## PROVIDED TEXT
━━━

Logan to be inducted into the HOF
Retiring Wyoming State Veterinarian Dr. Jim Logan has served livestock producers across the state – and nation – for many years in a number of capacities. Throughout his career, Jim played a key role in developing animal disease regulations, provided common sense approaches to animal health issues, and above all, worked with a passion for agriculture.
In recognition of Jim’s great works and enthusiasm for the agriculture industry, he has been selected for induction into the Wyoming Agriculture Hall of Fame (HOF) Class of 2021.
“Dedication to the agriculture industry through veterinary medicine defines Jim’s career,” shares the nominating committee. “His desire to work through difficult animal health regulatory issues, promote the Wyoming livestock industry from both within and outside of the state, educate producers and develop a deep-seated passion for agriculture in the youth of Wyoming, as well as over 20 years with the Wyoming Livestock Board deem Jim deserving of this honor.”

━━━

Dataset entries
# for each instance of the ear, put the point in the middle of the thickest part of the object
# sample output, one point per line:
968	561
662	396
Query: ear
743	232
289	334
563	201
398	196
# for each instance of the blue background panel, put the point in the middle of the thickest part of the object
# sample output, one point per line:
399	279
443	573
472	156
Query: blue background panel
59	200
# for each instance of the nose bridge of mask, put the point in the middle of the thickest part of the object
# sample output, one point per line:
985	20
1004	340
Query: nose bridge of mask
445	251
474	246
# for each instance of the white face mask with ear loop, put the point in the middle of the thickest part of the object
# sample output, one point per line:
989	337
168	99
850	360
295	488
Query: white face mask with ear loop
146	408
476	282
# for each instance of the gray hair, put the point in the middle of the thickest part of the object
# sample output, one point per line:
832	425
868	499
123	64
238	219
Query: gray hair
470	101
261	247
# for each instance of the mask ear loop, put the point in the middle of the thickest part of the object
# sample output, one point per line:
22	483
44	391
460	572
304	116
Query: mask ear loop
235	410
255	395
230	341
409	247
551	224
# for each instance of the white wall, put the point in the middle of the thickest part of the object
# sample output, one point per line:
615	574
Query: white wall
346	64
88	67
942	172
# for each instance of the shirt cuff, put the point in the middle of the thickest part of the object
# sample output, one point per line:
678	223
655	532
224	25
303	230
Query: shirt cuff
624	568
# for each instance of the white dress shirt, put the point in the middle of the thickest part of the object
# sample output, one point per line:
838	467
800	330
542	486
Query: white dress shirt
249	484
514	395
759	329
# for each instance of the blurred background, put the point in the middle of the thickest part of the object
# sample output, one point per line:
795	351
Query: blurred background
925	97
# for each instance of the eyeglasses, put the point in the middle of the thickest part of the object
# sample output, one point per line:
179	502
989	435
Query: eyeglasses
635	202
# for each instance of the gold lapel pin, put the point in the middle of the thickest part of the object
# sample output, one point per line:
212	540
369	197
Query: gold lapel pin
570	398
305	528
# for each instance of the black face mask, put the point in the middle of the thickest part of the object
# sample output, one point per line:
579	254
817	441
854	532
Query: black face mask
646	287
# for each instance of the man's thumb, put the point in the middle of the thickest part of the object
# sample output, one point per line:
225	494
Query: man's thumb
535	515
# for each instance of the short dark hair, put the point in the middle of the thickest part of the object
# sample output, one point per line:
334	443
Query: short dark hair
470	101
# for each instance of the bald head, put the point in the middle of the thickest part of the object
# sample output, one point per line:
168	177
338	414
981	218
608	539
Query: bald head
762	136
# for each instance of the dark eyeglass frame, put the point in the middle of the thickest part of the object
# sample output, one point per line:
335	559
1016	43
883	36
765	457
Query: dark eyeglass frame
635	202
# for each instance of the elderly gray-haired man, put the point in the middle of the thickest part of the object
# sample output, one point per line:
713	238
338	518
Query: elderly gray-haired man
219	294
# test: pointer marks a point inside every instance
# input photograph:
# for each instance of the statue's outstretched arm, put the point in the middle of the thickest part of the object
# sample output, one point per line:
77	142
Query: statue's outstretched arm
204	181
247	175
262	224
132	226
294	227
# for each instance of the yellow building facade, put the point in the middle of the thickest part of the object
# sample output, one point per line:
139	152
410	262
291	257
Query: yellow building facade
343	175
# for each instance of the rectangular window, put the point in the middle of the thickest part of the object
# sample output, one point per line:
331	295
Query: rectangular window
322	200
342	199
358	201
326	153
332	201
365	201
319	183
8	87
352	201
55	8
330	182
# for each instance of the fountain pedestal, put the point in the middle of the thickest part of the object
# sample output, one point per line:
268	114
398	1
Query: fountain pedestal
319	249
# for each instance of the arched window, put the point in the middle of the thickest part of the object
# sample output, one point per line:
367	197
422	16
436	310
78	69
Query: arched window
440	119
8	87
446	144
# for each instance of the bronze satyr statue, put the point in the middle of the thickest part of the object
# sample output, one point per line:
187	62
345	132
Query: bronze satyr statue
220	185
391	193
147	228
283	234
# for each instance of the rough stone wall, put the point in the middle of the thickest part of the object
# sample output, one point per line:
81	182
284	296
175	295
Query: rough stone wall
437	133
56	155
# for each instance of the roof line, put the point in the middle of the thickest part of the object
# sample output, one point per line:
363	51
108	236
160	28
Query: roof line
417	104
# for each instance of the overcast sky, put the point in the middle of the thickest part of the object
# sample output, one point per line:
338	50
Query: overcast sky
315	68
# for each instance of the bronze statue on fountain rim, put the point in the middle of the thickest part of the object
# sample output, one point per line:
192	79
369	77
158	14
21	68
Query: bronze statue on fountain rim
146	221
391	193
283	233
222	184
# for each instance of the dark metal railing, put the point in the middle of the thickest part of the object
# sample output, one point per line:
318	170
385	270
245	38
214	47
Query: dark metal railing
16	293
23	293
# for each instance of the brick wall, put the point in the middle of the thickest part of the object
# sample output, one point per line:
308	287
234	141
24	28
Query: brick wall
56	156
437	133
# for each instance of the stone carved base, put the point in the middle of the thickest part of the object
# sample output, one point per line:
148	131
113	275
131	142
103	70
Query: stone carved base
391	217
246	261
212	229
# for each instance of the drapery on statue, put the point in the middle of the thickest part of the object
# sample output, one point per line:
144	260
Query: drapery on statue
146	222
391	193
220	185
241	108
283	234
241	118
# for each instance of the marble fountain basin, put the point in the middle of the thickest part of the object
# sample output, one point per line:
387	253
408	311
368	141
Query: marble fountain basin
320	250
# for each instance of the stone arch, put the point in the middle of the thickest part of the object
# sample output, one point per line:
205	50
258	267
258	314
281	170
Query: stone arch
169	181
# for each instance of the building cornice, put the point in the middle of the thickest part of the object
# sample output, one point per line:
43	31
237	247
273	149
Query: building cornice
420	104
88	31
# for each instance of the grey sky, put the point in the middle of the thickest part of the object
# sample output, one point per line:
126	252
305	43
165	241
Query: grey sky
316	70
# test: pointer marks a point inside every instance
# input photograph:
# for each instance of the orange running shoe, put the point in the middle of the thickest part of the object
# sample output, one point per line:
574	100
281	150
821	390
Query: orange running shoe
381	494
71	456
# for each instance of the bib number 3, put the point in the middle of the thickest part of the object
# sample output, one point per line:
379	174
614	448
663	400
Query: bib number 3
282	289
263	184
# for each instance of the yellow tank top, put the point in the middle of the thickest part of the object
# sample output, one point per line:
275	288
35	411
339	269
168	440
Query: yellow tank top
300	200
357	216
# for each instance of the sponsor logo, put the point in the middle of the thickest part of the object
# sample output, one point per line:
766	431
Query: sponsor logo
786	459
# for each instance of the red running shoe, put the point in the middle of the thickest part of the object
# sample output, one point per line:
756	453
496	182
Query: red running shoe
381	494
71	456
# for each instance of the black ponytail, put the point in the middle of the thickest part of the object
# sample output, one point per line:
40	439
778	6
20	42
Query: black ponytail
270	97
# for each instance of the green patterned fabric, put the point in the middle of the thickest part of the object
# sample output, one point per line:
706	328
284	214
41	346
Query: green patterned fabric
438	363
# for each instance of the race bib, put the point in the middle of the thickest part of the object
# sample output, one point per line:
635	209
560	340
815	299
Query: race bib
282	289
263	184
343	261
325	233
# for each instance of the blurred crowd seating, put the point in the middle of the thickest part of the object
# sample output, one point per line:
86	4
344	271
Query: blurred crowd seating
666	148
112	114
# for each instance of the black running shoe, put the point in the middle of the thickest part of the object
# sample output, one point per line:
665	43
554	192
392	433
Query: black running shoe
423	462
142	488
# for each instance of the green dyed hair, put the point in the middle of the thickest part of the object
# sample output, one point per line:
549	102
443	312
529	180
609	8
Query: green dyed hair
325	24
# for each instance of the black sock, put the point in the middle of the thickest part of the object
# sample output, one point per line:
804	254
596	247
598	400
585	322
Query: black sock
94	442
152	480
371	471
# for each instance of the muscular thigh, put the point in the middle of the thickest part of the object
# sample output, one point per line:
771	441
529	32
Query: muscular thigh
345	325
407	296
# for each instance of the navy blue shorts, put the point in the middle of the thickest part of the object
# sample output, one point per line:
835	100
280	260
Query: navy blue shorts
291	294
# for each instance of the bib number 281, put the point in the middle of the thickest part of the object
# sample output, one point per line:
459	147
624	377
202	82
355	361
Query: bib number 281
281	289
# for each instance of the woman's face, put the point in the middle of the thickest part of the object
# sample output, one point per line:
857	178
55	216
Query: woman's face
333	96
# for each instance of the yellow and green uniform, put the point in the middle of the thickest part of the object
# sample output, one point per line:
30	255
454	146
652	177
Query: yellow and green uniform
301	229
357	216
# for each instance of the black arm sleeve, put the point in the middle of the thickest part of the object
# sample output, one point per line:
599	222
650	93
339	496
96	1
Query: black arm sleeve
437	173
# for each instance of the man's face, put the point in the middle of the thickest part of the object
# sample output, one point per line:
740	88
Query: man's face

━━━

## QUESTIONS ON THE MATERIAL
(A) According to the article on Jim Logan's Hall of Fame induction, which class of the Wyoming Agriculture Hall of Fame was he selected for?
(B) Pick up the article on Jim Logan's Hall of Fame induction after its last sentence and carry it forward.

## ANSWERS TO THE EXERCISE
(A) He was selected for the Class of 2021.

(B)
Dedication to animal health
Jim began his veterinary journey at the University of Wyoming in 1969, and earned his Doctor of Veterinary Medicine (DVM) from Colorado State University in 1975. At this time, he returned home to Riverton to practice veterinary medicine with Doug McLean, opening his own practice in 1981.
Protecting both livestock and producers with a common-sense approach placed Jim on many working groups and regulatory boards. According to nominators, Jim played a key role in the development of current Wyoming Brucellosis Designated Surveillance Area regulations to increase trust in the sale of Wyoming cattle. He also worked to revise language in the Code of Federal Regulations pertaining to brucellosis eradication and control.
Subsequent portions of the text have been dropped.